[What is asked] Rewrite all of the items below as a numbered list, one line per number, with blank lines dropped and the pictures left out.

[Point annotation data]
# # #
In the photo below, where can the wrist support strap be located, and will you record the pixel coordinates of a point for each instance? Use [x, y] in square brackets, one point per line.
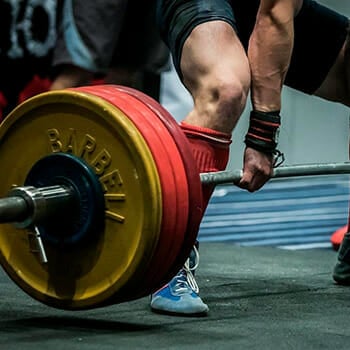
[263, 131]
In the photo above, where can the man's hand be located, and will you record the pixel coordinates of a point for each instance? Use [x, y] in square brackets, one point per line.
[257, 169]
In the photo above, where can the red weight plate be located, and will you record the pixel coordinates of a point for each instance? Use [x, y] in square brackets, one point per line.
[173, 180]
[193, 180]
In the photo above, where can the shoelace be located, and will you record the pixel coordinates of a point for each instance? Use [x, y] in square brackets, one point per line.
[185, 278]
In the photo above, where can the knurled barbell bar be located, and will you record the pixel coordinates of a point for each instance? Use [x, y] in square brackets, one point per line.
[103, 182]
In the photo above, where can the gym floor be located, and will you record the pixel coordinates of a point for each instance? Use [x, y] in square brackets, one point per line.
[265, 290]
[259, 298]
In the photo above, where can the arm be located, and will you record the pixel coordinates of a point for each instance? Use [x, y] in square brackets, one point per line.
[269, 52]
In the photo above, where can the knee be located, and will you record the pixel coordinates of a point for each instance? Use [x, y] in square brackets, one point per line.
[228, 94]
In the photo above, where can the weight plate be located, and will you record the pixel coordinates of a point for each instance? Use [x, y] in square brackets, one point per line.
[193, 180]
[174, 185]
[104, 137]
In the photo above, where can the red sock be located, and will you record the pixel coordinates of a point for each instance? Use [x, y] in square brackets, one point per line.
[211, 151]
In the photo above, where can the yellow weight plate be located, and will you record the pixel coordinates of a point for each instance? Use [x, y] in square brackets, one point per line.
[89, 127]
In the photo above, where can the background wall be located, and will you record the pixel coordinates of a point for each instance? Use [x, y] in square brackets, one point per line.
[312, 130]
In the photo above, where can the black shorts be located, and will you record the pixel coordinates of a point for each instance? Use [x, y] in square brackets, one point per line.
[102, 34]
[319, 33]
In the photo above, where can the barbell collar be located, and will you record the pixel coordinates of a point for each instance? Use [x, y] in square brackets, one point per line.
[234, 176]
[26, 206]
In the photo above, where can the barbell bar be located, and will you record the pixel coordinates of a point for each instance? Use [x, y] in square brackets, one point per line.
[233, 176]
[104, 196]
[27, 206]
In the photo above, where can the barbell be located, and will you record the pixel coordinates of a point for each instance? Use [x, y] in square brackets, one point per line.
[100, 198]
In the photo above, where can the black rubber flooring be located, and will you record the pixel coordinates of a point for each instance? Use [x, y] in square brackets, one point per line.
[259, 298]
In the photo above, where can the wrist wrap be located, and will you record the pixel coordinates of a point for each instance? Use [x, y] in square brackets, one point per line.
[263, 131]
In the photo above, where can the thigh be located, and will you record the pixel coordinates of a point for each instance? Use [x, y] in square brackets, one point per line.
[178, 18]
[320, 34]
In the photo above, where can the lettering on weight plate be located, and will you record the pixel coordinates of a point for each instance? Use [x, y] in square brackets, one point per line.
[99, 160]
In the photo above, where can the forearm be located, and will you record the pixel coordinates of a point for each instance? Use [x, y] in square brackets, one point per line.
[269, 53]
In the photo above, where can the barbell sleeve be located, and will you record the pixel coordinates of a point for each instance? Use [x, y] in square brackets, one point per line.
[25, 206]
[233, 176]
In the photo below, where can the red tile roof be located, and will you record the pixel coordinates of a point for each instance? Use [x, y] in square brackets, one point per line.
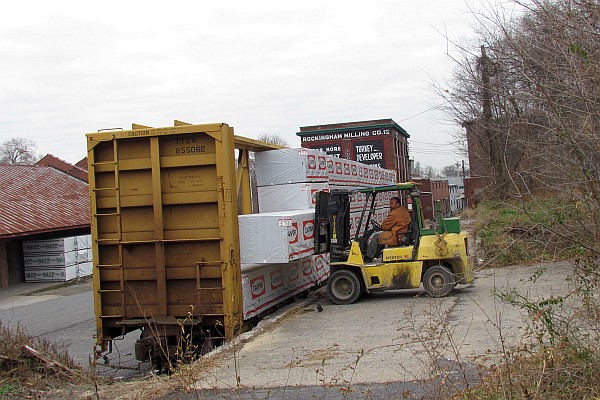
# # #
[Exercise result]
1. In the photo below, where can the wrist support strap be located, and will you record the pixel coordinates of a point for each instance? Use [x, y] in square brackets, one point per line.
2. [263, 131]
3. In the photo above, where can the man's hand be located, and will you record the pixel coordinates of a point for each instance? Use [x, y] in square brackets, one point per line.
4. [257, 169]
5. In the photo above, where can the red weight plate be located, and will you record the pixel coordinates of a point for each instance? Use [x, y] in square brackets, one point per line.
6. [173, 180]
7. [193, 180]
8. In the photo above, where can the shoelace be located, and will you record the pixel coordinates of a point for each instance? Use [x, y] in square brackets, one point per line.
9. [185, 278]
10. In the photo above, where can the knurled barbell bar be located, and will you record the pixel coordinates of a point for each instance? Use [x, y] in square brackets, one point per line.
11. [103, 182]
12. In the photo above, where can the gym floor be located, and will you record the pixel coordinates of a point for each instance? Use [x, y] in square brackets, one point per line.
13. [265, 290]
14. [259, 298]
15. In the photo above, where can the arm be located, and will you record the pixel coordinates of a point for each instance? Use [x, y] in square brackets, one point per line.
16. [269, 52]
17. In the photo above, where can the knee be located, and will you record the pixel coordinates of a point for each instance? Use [x, y] in square brackets, one point per line.
18. [228, 94]
19. In the photo above, where can the weight plate be located, and will you record the pixel coordinates of a point for each instance? Use [x, y] in square brackets, one point per line.
20. [193, 180]
21. [174, 185]
22. [104, 137]
23. In the photo above, where can the red sock be located, and will you record the pixel coordinates of a point for each instance? Use [x, y] in square brackets, one point per line.
24. [211, 151]
25. In the photo above, where can the yellow weight plate be located, and will you record the pixel coordinates of a point for each instance? Use [x, y] in square brackets, one point per line.
26. [89, 127]
27. In the photo above, where can the background wall be located, and will you record the pixel coordinates of a point for each instance? Use [x, y] in square brackets, one point per line.
28. [312, 130]
29. In the photo above, where can the black shorts be located, and will you record the pixel coordinates of a point for each instance? Use [x, y] in square brackets, one point per line.
30. [102, 34]
31. [319, 33]
32. In the photo above, where can the barbell collar be located, and will you record the pixel coordinates of a point for each instance? Use [x, y] in square brackets, one point per line.
33. [234, 176]
34. [26, 206]
35. In the photo above, where can the barbell bar be located, and will you record the pixel coordinates of a point for each instance? Use [x, y] in square brackets, one point per line.
36. [233, 176]
37. [104, 196]
38. [27, 206]
39. In the photo above, where can the barbell be located, and will you record the pixel coordinates of a point for each instance? Use [x, y] in square brackets, one point per line.
40. [100, 198]
41. In the photo above, where can the black rubber flooring be located, and will you record the pixel coordinates of a point for each instance? Use [x, y] in square brackets, one point per line.
42. [259, 298]
43. In the photo above, where can the wrist wrap be located, and will you record the pixel coordinates of a point for each instance? Use [x, y] in square brackets, one point per line.
44. [263, 131]
45. In the photo above, where can the thigh be located, and will you record the pixel coordinates of a point for each instance? Use [x, y] in square brackets, one point per line.
46. [178, 18]
47. [320, 34]
48. In the photo above, where can the lettering on weight plate be located, and will you record the pixel coordinates of a point for each instance? Use [x, y] in square brackets, one point per line.
49. [99, 160]
50. In the photo above, where can the forearm be located, and will you record the pixel coordinates of a point for each instance? Use [x, y] in square brackets, one point per line.
51. [269, 53]
52. In the photo above, where can the barbell sleeve be located, and will you record the pixel coordinates of a point for each instance? Use [x, y] in square brackets, one point per line.
53. [25, 206]
54. [233, 176]
55. In the photo below, where can the red tile roof be located, and will you record the pixel coordinates of a point for each instance? Use [x, y] in square brackets, one point per line.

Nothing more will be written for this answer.